■ **Bounding-box records**
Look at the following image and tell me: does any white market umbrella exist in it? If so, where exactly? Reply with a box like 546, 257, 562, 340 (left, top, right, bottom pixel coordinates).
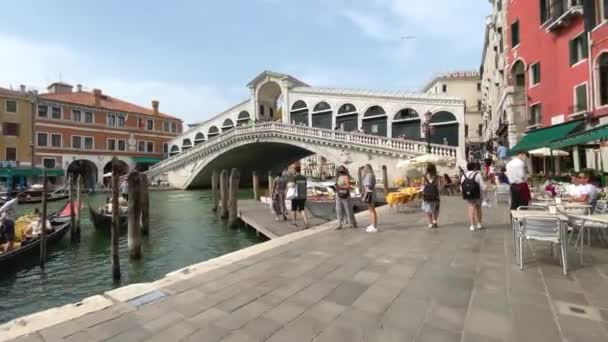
528, 147, 570, 157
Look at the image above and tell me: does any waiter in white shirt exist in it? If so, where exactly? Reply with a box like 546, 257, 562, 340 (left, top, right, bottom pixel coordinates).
506, 152, 531, 210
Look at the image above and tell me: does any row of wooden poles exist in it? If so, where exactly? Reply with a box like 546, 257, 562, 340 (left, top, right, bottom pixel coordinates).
110, 157, 150, 280
211, 168, 241, 227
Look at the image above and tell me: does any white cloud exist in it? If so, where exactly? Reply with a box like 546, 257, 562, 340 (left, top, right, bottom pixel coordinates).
0, 34, 235, 123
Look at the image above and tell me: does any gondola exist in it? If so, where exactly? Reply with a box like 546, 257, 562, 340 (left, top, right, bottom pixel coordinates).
17, 189, 70, 204
0, 210, 70, 270
89, 204, 127, 232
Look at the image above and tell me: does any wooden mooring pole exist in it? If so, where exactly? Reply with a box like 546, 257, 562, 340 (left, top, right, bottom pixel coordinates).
268, 171, 274, 198
220, 170, 228, 219
127, 170, 141, 260
75, 175, 82, 242
140, 173, 150, 236
211, 170, 220, 211
382, 165, 388, 197
40, 170, 47, 268
228, 169, 240, 227
111, 157, 120, 281
251, 171, 260, 201
68, 174, 78, 242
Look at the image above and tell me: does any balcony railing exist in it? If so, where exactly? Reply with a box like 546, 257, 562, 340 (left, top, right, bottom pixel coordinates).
541, 0, 583, 31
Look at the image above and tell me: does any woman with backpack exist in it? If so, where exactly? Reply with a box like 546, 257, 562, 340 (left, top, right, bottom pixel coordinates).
336, 165, 357, 230
362, 164, 378, 233
422, 164, 440, 228
460, 162, 486, 231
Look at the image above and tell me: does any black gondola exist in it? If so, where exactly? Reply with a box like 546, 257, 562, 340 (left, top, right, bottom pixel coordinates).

■ **BRIEF**
Write out the entries again, exactly as given, skipping any images.

■ **REPLY TO THE TASK**
Look at the following image and tell me: does any white market umbrella exist in it? If so, where exactly? Reply with a box like 546, 257, 562, 340 (left, top, right, bottom pixel coordinates).
528, 147, 570, 157
Look at the image above and tell me: does any waiter in white shirt exist in it? If so, where exactly? Reply with a box like 546, 257, 562, 340 (left, top, right, bottom pixel coordinates).
506, 152, 531, 210
Look at the image above and tell me: does any row of wooden poles exist in it? If so, where exactly? Reply with a box like 546, 257, 562, 340 (left, top, right, bottom pixel coordinates).
110, 157, 150, 280
211, 168, 241, 227
Look at the image above and tell me: does any white cloud exist in it? If so, where exactly? Reply with a box like 546, 257, 562, 340 (left, top, right, bottom pixel coordinates).
0, 34, 235, 123
Look at the image above and tell me: does any gondola exist in it? If so, where exactly? Reply with a box like 546, 257, 562, 340 (left, top, right, bottom pixel coordinates).
17, 189, 70, 204
0, 210, 70, 270
89, 204, 127, 232
Look at the image above and tell me: does any wooden mooring pole exist in it? If so, where exactly? Reply with a box like 546, 257, 562, 340 (left, top, right, bottom pixel coordinates).
268, 171, 274, 198
220, 170, 228, 219
127, 170, 141, 260
75, 175, 82, 242
140, 173, 150, 236
211, 170, 220, 211
382, 165, 388, 197
40, 170, 47, 268
228, 169, 240, 227
111, 157, 120, 281
251, 171, 260, 201
68, 174, 78, 242
Look at the image above and tell me: does any balcony railing exist in it? If so, where exactly? Reply with a box like 546, 257, 562, 340 (left, top, right, bottom pixel coordinates).
541, 0, 583, 31
Look at the image above and tell me: does any woman with backpack exist in it? If so, where exactly? Reply with a box like 546, 257, 562, 340 (left, top, right, bottom pixel coordinates).
336, 165, 357, 230
362, 164, 378, 233
422, 164, 440, 228
460, 162, 486, 231
Look at the image above and tell me: does any black gondola exist in it? If so, where exactly? Reply with a box like 546, 257, 562, 340 (left, top, right, bottom pixel coordinates).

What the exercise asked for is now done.